#### Collected data
......
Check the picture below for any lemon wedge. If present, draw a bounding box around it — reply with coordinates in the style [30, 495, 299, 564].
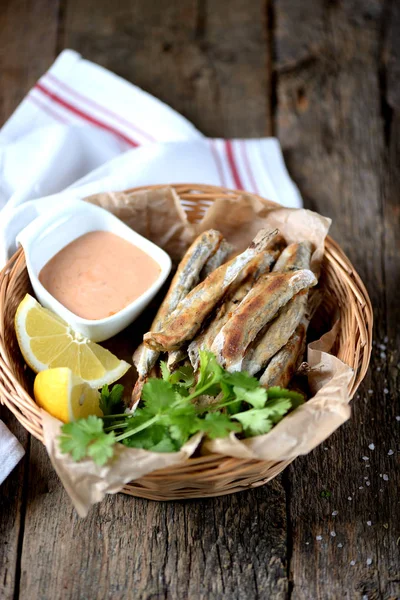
[34, 368, 103, 422]
[15, 294, 130, 388]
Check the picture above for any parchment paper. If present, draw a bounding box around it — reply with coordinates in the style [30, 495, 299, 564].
[42, 186, 354, 516]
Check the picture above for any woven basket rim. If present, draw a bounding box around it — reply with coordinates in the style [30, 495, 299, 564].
[0, 184, 373, 500]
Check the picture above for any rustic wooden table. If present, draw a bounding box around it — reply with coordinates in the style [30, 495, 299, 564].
[1, 1, 399, 599]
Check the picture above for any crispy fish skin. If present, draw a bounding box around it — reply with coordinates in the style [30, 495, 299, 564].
[187, 245, 282, 370]
[143, 229, 281, 352]
[272, 241, 312, 273]
[212, 269, 317, 372]
[167, 348, 187, 371]
[133, 229, 224, 378]
[243, 241, 313, 375]
[132, 230, 224, 405]
[200, 239, 233, 278]
[259, 322, 307, 388]
[259, 289, 322, 388]
[242, 291, 308, 375]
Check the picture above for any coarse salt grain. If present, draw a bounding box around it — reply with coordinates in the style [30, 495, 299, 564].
[359, 486, 364, 490]
[330, 531, 336, 537]
[367, 521, 372, 526]
[368, 389, 373, 395]
[396, 416, 400, 421]
[366, 558, 372, 566]
[376, 367, 381, 372]
[384, 336, 389, 343]
[368, 443, 375, 450]
[366, 481, 370, 486]
[384, 388, 389, 394]
[380, 352, 387, 359]
[362, 456, 369, 461]
[383, 474, 389, 481]
[316, 535, 322, 541]
[388, 449, 394, 456]
[350, 560, 356, 566]
[379, 344, 386, 350]
[348, 496, 352, 501]
[337, 543, 343, 548]
[332, 510, 338, 516]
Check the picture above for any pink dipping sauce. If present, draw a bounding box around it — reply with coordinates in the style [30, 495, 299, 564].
[39, 231, 161, 320]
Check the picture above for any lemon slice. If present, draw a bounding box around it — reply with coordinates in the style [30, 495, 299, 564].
[15, 294, 130, 388]
[34, 368, 103, 423]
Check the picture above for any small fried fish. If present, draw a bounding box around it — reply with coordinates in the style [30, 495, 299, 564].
[212, 269, 317, 372]
[143, 229, 282, 352]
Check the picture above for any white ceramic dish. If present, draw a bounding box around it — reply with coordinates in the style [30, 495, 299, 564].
[17, 201, 171, 342]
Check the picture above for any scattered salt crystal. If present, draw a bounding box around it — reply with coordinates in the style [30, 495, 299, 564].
[379, 344, 386, 350]
[324, 447, 328, 450]
[380, 489, 384, 492]
[332, 510, 338, 516]
[365, 464, 371, 468]
[380, 352, 386, 359]
[384, 336, 389, 343]
[366, 481, 371, 486]
[376, 367, 381, 372]
[359, 486, 364, 490]
[383, 474, 389, 481]
[367, 521, 372, 526]
[348, 496, 352, 501]
[379, 474, 383, 477]
[316, 535, 322, 541]
[330, 531, 336, 537]
[362, 595, 369, 600]
[364, 476, 369, 480]
[305, 542, 309, 545]
[362, 456, 369, 461]
[366, 558, 372, 566]
[337, 543, 343, 548]
[350, 560, 356, 566]
[368, 443, 375, 450]
[388, 449, 394, 456]
[396, 416, 400, 421]
[384, 388, 389, 394]
[368, 389, 373, 395]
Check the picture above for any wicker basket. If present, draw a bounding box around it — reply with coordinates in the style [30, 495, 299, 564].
[0, 184, 373, 501]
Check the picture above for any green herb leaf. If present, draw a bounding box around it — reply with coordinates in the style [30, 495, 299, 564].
[160, 360, 170, 381]
[233, 385, 267, 409]
[198, 412, 241, 439]
[142, 378, 176, 414]
[196, 351, 224, 391]
[168, 365, 195, 389]
[59, 416, 116, 465]
[99, 383, 125, 416]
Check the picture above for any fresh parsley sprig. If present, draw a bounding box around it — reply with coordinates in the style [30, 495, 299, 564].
[59, 351, 304, 465]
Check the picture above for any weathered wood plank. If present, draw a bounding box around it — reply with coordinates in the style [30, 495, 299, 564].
[0, 2, 58, 598]
[19, 440, 288, 600]
[275, 0, 400, 597]
[0, 408, 28, 600]
[0, 0, 59, 124]
[15, 2, 288, 599]
[61, 0, 271, 136]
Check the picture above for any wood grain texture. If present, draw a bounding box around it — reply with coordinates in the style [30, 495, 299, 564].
[275, 0, 400, 597]
[12, 2, 288, 599]
[0, 0, 59, 125]
[61, 0, 271, 136]
[0, 1, 58, 597]
[0, 408, 28, 600]
[18, 440, 287, 600]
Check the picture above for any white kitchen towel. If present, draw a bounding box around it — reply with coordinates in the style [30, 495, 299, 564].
[0, 420, 25, 485]
[0, 49, 303, 480]
[0, 49, 302, 264]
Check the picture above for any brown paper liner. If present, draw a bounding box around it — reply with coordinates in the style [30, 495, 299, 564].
[41, 187, 353, 516]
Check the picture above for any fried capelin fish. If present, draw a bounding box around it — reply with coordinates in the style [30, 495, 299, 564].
[143, 229, 282, 352]
[259, 291, 321, 388]
[212, 268, 317, 372]
[132, 229, 224, 402]
[187, 245, 284, 370]
[242, 242, 313, 375]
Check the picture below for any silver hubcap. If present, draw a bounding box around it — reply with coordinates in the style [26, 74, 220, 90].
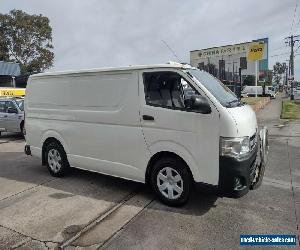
[157, 167, 183, 200]
[48, 149, 62, 173]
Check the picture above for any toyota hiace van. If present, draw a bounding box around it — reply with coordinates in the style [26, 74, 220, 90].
[24, 63, 268, 206]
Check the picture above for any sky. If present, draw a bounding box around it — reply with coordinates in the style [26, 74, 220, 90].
[1, 0, 300, 80]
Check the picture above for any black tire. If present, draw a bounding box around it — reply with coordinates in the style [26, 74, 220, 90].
[251, 162, 265, 190]
[20, 123, 25, 137]
[45, 141, 70, 177]
[150, 157, 192, 206]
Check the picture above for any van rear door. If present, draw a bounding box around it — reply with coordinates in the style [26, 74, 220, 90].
[139, 69, 220, 185]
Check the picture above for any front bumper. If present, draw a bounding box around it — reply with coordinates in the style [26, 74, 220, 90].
[218, 145, 258, 197]
[195, 127, 268, 197]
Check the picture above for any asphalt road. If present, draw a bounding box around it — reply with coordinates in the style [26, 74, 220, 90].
[0, 95, 299, 249]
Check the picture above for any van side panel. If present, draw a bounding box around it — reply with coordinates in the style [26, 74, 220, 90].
[25, 71, 150, 182]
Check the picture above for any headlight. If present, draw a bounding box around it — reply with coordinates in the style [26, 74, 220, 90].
[220, 136, 250, 159]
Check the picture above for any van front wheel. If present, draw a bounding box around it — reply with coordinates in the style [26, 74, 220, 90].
[45, 141, 70, 177]
[150, 157, 191, 206]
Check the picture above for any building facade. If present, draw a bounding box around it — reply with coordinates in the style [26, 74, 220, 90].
[190, 38, 269, 84]
[0, 61, 21, 87]
[0, 61, 28, 88]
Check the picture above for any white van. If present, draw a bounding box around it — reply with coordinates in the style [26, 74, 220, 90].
[242, 85, 276, 98]
[24, 63, 268, 206]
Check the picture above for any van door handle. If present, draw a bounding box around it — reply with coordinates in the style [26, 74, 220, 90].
[142, 115, 154, 121]
[4, 115, 7, 118]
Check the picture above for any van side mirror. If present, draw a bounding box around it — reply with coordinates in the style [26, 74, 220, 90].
[186, 96, 211, 114]
[7, 107, 18, 114]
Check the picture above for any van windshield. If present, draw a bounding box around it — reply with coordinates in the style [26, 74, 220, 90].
[186, 69, 241, 108]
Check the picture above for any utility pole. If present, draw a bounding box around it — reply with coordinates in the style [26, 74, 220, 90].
[284, 61, 288, 86]
[285, 35, 300, 100]
[232, 61, 237, 94]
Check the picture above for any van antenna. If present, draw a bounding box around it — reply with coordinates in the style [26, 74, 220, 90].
[162, 40, 182, 62]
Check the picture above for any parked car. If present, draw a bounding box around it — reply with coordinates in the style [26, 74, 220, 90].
[24, 63, 268, 206]
[0, 97, 25, 136]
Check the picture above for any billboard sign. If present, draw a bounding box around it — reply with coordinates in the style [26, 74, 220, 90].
[247, 43, 265, 61]
[191, 43, 251, 60]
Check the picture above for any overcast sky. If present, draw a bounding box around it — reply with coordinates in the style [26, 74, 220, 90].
[1, 0, 300, 79]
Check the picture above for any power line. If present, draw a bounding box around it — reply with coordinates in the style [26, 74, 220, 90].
[271, 45, 289, 51]
[269, 52, 290, 58]
[294, 43, 300, 53]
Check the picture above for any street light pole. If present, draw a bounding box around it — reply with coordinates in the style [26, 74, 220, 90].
[255, 60, 258, 97]
[12, 76, 16, 88]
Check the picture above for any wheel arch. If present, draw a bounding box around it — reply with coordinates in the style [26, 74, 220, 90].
[145, 151, 196, 185]
[41, 131, 69, 165]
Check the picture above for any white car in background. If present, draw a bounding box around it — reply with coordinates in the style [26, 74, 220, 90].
[0, 97, 25, 136]
[242, 86, 276, 98]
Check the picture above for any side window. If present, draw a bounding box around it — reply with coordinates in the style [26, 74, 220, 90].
[143, 71, 200, 110]
[6, 101, 16, 113]
[181, 78, 200, 101]
[0, 101, 6, 113]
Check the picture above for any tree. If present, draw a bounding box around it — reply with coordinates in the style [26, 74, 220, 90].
......
#### Aim of the exercise
An exact copy is needed of the lines from the one containing "Check the picture above for any billboard" through the end of the records.

#### Task result
Check the picture above for any billboard sign. If present, draw a bounding box around it — reply with coordinates in the style [26, 74, 220, 90].
[247, 43, 265, 61]
[191, 43, 251, 60]
Check the picture above for any overcast sky. If present, draw a bounding box around it — reply with coordinates in the style [26, 74, 220, 90].
[1, 0, 300, 79]
Check the picture above for any power line. If present, draw a bounding box around it — reply with coordinates in the style [26, 74, 220, 90].
[271, 45, 289, 51]
[269, 52, 290, 58]
[294, 43, 300, 53]
Check the picture above for any street light pole. If present, draw a bounding box around it — reply with coordinates in the style [26, 74, 220, 90].
[255, 60, 258, 97]
[12, 76, 16, 88]
Check the picture above for any wheel arch. If present, draw a bounding box around it — reply with coordinates in the style [26, 74, 220, 90].
[145, 151, 196, 185]
[41, 131, 69, 165]
Check the picture above for any white car in background. If present, draw a bounding box around it — reply with coordinates in the style [26, 74, 220, 90].
[0, 97, 25, 136]
[242, 86, 276, 98]
Check the picture above for any side window. If present, draw a bounding box around it — reply with coordinates in the style [26, 74, 220, 90].
[143, 71, 200, 110]
[6, 101, 16, 113]
[181, 78, 200, 101]
[0, 101, 6, 113]
Check the picture above for any tree. If present, draw a bounding box around it — reply with coordinates in the style [26, 74, 220, 90].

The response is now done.